**OBJECTIVE**
Beginning with the line containing "label=crown graphic action=locate" and ending with the last line of the records, set down every line exactly.

**THE INPUT**
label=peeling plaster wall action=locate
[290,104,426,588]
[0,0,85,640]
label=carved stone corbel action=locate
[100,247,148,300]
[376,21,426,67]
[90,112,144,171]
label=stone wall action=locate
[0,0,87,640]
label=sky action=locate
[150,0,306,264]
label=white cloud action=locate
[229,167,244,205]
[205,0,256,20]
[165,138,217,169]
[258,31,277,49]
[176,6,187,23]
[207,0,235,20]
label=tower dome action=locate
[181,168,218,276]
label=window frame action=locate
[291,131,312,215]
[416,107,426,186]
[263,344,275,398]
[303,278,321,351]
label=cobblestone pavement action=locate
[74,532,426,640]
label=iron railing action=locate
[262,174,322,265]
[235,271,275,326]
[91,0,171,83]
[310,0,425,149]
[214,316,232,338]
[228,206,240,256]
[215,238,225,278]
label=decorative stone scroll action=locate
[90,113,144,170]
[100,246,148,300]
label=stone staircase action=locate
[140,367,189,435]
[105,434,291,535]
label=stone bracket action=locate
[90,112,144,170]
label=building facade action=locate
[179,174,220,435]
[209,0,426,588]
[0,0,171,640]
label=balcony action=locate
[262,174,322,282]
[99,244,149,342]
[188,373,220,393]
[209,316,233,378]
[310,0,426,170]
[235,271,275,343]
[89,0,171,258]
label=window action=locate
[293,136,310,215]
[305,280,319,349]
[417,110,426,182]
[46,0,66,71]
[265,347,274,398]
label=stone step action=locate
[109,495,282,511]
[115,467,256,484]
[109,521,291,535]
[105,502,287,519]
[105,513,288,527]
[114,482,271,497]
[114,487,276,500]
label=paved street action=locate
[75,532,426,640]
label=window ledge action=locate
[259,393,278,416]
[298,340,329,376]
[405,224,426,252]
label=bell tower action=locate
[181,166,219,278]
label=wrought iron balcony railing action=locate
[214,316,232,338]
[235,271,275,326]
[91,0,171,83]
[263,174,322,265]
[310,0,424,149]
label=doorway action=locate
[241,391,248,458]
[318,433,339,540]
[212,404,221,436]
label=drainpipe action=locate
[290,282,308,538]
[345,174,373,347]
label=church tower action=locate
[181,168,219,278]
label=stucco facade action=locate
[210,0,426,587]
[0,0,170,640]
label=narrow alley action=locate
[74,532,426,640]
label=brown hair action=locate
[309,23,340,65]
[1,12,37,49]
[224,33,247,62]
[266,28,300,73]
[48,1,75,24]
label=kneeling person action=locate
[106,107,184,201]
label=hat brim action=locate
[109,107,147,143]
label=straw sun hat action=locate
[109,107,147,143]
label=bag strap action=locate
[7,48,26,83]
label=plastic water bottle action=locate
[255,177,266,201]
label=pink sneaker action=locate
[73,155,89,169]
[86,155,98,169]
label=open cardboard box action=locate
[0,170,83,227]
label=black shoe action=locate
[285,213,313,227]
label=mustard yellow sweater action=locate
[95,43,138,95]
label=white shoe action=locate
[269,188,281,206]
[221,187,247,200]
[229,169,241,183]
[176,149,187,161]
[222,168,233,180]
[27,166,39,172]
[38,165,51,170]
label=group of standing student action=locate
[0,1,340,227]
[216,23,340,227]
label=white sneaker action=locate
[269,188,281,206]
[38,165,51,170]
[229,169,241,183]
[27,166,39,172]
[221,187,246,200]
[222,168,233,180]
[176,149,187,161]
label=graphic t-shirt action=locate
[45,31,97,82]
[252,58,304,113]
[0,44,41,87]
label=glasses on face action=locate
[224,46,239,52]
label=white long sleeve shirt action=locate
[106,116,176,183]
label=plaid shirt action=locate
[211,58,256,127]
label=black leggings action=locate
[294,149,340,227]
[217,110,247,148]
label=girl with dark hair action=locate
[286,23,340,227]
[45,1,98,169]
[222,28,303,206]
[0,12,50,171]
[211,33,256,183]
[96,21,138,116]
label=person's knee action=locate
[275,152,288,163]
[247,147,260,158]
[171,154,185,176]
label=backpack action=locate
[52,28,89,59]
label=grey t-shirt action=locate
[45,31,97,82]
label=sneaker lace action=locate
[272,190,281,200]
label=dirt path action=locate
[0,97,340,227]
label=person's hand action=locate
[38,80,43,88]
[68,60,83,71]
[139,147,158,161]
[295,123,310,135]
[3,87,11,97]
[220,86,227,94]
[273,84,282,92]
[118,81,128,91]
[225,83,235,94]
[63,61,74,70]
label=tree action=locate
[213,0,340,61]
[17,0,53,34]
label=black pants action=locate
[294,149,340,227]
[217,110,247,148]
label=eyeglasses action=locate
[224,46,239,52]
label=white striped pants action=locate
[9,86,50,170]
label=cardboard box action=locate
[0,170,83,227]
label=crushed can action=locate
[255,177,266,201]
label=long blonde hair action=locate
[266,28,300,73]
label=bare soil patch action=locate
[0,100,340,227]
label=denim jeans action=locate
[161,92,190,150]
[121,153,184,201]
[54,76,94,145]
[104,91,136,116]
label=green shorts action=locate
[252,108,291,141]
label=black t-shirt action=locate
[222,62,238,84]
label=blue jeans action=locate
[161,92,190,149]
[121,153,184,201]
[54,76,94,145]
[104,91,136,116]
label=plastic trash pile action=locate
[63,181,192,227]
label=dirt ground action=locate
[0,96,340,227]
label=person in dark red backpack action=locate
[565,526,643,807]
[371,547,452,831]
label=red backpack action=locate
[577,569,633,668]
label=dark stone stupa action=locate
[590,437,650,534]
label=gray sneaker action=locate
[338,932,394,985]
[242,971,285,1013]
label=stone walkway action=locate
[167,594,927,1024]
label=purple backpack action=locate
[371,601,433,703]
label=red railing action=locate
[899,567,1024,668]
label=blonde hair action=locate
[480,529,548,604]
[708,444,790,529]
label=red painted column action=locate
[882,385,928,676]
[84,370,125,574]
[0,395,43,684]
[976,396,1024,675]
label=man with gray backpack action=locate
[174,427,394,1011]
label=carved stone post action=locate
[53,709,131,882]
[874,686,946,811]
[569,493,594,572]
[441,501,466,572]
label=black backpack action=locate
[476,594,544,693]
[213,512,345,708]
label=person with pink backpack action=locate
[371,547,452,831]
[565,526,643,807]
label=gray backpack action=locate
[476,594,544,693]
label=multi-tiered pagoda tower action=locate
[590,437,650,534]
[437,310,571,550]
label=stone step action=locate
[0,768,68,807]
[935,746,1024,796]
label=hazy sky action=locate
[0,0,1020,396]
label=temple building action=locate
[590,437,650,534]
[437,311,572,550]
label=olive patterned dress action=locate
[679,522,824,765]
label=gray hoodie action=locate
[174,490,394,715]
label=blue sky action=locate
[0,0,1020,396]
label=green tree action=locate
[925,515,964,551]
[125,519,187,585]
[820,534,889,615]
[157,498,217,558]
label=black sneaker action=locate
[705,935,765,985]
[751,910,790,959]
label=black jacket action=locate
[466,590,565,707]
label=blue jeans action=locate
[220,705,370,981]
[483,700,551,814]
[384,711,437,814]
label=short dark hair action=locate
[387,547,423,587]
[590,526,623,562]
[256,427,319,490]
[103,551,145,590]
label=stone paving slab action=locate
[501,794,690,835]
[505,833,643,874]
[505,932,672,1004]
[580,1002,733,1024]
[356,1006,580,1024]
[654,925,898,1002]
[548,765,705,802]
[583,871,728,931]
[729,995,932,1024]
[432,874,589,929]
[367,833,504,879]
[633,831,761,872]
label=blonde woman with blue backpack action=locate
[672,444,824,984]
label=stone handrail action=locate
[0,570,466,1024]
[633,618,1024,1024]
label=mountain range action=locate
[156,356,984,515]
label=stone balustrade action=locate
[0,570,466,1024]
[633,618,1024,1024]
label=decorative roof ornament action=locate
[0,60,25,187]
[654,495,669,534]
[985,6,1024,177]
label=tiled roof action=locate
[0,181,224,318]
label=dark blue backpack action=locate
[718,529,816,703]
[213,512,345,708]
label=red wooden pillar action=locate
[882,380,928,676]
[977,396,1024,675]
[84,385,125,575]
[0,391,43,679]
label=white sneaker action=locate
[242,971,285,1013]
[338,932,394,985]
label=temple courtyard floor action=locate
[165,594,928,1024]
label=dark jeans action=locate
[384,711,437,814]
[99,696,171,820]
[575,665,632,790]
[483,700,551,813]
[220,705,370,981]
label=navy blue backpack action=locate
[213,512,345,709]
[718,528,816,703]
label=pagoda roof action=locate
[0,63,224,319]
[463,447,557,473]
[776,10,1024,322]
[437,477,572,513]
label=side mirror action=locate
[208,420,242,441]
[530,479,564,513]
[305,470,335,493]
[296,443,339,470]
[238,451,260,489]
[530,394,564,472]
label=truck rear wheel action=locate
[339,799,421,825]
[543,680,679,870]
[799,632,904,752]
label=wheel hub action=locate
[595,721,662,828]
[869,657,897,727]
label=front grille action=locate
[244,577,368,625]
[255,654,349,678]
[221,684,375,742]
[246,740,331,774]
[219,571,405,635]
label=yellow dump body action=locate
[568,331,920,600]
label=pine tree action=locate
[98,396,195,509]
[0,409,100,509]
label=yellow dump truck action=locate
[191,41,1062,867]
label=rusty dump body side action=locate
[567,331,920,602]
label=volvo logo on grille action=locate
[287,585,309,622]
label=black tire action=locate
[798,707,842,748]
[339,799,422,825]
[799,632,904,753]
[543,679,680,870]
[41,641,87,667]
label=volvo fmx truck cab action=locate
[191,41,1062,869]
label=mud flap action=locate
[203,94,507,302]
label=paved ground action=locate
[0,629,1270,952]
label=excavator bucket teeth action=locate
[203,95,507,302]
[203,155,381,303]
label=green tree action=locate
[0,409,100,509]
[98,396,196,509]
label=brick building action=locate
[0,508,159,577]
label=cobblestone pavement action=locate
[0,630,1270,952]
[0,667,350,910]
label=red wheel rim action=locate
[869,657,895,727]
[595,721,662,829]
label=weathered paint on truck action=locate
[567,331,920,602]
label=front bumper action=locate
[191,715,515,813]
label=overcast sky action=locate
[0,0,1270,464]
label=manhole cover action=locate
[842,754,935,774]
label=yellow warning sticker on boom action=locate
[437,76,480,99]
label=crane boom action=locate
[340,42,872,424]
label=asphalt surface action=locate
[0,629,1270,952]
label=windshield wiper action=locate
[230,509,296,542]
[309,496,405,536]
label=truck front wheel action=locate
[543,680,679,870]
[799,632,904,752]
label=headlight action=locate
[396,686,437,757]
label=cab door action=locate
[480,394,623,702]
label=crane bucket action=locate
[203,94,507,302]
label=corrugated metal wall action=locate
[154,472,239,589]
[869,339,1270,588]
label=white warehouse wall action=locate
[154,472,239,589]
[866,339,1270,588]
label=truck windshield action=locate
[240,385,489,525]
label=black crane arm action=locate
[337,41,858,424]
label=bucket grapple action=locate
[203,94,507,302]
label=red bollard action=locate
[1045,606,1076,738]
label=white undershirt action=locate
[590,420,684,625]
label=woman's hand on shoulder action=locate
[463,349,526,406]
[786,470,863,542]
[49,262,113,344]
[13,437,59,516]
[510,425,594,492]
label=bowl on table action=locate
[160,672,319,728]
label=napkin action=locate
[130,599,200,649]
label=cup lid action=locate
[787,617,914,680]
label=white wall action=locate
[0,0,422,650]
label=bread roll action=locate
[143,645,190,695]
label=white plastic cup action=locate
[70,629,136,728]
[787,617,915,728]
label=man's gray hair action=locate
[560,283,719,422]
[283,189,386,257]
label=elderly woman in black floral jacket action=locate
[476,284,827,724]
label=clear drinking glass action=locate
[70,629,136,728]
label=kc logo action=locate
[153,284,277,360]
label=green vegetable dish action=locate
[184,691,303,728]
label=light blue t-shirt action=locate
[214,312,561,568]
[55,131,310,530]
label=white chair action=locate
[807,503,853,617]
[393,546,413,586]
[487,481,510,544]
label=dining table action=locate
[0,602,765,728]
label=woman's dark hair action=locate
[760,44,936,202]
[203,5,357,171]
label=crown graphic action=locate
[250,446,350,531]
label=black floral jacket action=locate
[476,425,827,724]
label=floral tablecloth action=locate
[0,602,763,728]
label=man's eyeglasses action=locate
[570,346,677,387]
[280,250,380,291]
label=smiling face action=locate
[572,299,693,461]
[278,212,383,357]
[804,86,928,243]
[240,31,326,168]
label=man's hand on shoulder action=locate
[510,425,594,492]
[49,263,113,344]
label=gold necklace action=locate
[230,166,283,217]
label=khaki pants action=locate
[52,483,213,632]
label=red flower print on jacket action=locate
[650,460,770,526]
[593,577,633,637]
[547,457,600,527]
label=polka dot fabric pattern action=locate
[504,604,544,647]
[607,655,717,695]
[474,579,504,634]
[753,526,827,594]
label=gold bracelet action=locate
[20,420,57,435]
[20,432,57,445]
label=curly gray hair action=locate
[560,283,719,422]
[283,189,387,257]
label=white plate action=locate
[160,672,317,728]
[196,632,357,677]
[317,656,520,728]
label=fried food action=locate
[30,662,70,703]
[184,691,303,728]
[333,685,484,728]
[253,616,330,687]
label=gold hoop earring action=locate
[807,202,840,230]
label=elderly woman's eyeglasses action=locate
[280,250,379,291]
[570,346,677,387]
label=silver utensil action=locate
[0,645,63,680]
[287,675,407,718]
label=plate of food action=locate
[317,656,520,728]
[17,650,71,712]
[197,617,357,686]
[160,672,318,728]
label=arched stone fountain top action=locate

**SOLUTION TO THIS TASK**
label=crown graphic action=locate
[250,446,350,531]
label=black floral jacket action=locate
[476,425,827,724]
label=floral tablecloth action=locate
[0,602,763,728]
label=man's eyeglasses action=locate
[570,346,677,387]
[280,250,380,291]
label=smiling face action=locate
[572,299,693,461]
[278,212,383,357]
[804,86,928,243]
[240,31,326,168]
label=man's hand on shoulder action=locate
[510,425,594,492]
[49,263,113,344]
label=gold necklace action=locate
[230,166,283,217]
label=khaki pants action=locate
[52,483,213,632]
label=red flower print on jacket action=locate
[650,460,770,526]
[593,577,633,637]
[547,457,600,527]
label=polka dot fabric pattern action=locate
[504,604,544,647]
[607,655,717,695]
[474,579,504,634]
[753,526,827,594]
label=gold bracelet action=locate
[20,420,57,435]
[20,432,57,445]
label=curly gray hair action=locate
[560,283,719,422]
[283,189,387,257]
label=white plate action=locate
[160,672,317,728]
[196,632,357,677]
[317,656,520,728]
label=fried food action=locate
[30,662,70,703]
[184,691,303,728]
[333,685,484,728]
[253,616,330,687]
label=gold hoop earring action=locate
[807,202,840,230]
label=elderly woman's eyeglasses action=locate
[280,250,379,291]
[570,346,677,387]
label=silver utensil action=locate
[0,645,63,680]
[287,675,407,718]
label=plate of food action=locate
[317,656,520,728]
[17,650,71,712]
[197,617,357,686]
[160,672,318,728]
label=arched stone fountain top action=locate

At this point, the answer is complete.